- [Vereiste taak]
Reproduceer alle onderstaande vermeldingen regel voor regel, zonder enige wijziging.

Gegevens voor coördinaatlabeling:

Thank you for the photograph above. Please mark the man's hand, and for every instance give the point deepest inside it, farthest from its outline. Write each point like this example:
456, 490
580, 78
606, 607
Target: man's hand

- [Resultaat]
Thank you for the photograph above. Please mark the man's hand, and for every instance give the point deepest inside it, farthest from its outline. Write each point like this example:
456, 490
580, 78
606, 607
Target: man's hand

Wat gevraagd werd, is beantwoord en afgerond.